Segment Start: Supplied passage

Go beyond active listening to really hear and listen to understand where others are coming from.
Seek advice and let others know their input is important to you. Any relationship involves learning from other people and listening to what they have to offer, and doing so sincerely is critical for authentic leadership.
Asking for feedback is critical in building a network. If other team members feel as though you don’t care to hear their thoughts, then they won’t offer input when you really need their expertise. Seek honest answers from your peers. Ask for earnest, straightforward feedback from your superiors. Again, however, those conversations come only by building a good relationship. To keep track of how you’re doing, do this on a regular basis.
Ask directly for networking tips from colleagues and superiors. How do they advise you expand your network? See if you can get honest feedback from coworkers or advisors on your influence style. Do people perceive your efforts as manipulative, insincere, or back-handed? Are you seen as trying too hard or taking way more than you give? Do you make promises you (or your team) can’t keep? Over time, a lack of integrity will weaken relationships, bring your credibility into question, and undermine your influence.
Reflect on what’s working. A concrete way to work on your network is to keep a “network notebook” for a week. Write down what you observe about how others interact. Note connections that seem to work and ones that misfire. Who seems isolated and why? By week’s end, check and see where your networking skills stack up against your observations.
Be in the know. Influential people are the ones who know what’s going on. Successful managers are resources about people, processes, facts, and history of a company or project. By becoming an information hub, those managers become people everyone wants in their network. Find out what you know and what you need to improve on by cataloging some of your information assets. Once you see your strengths, make sure you can find a way to let others incorporate your skills into their work habits. You’ll become a resource and possibly even a mentor seen as a valuable element in the company. This is part of building your leadership brand.
5. Develop your network by building, maintaining, leveraging, and transitioning relationships.
Build value and be patient. Strengthening your network doesn’t happen overnight. But once you’re clear what kind of network is needed, you can begin by providing others value before you need resources. You can make choices now to build relationships that have value for the long term.

Segment End: Supplied passage
Segment Start: Recorded data

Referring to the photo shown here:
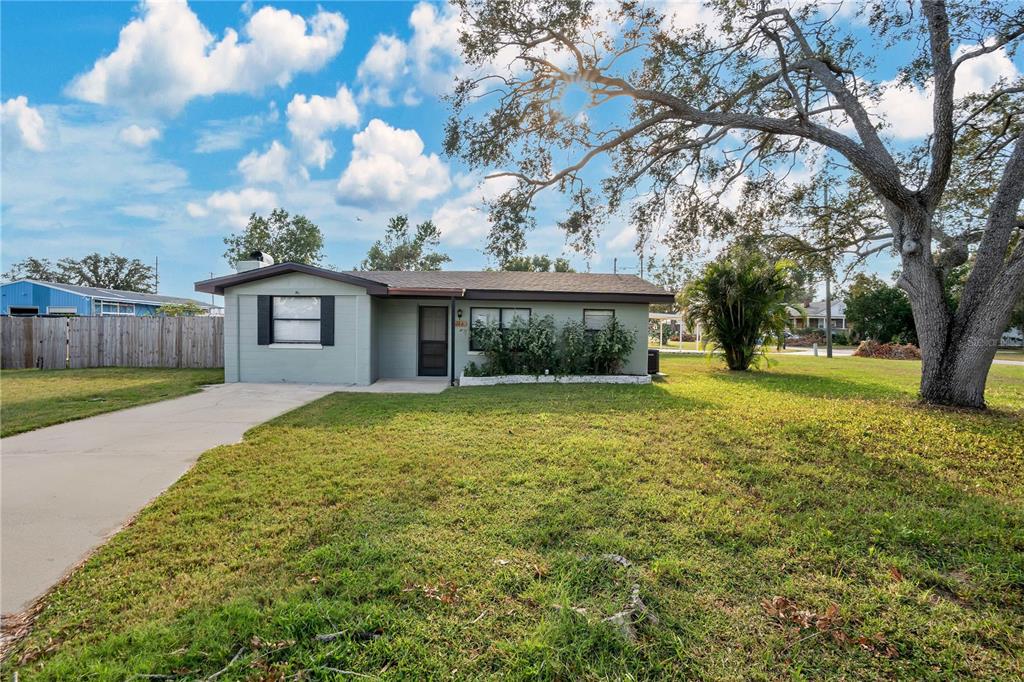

Segment End: Recorded data

Exercises:
- a) Using the networking passage, answer each question on its own line:
(i) For how long does it suggest keeping a "network notebook"?
(ii) What three effects does it say a lack of integrity will have over time?
(iii) By becoming an information hub, what do successful managers become?
- b) Reproduce word for word the part of the networking passage starting at "Seek advice and" and ending at "a regular basis.".

Exercise results:
- a)
(i) A week.
(ii) It will weaken relationships, bring your credibility into question, and undermine your influence.
(iii) People everyone wants in their network.

- b)
Seek advice and let others know their input is important to you. Any relationship involves learning from other people and listening to what they have to offer, and doing so sincerely is critical for authentic leadership.
Asking for feedback is critical in building a network. If other team members feel as though you don’t care to hear their thoughts, then they won’t offer input when you really need their expertise. Seek honest answers from your peers. Ask for earnest, straightforward feedback from your superiors. Again, however, those conversations come only by building a good relationship. To keep track of how you’re doing, do this on a regular basis.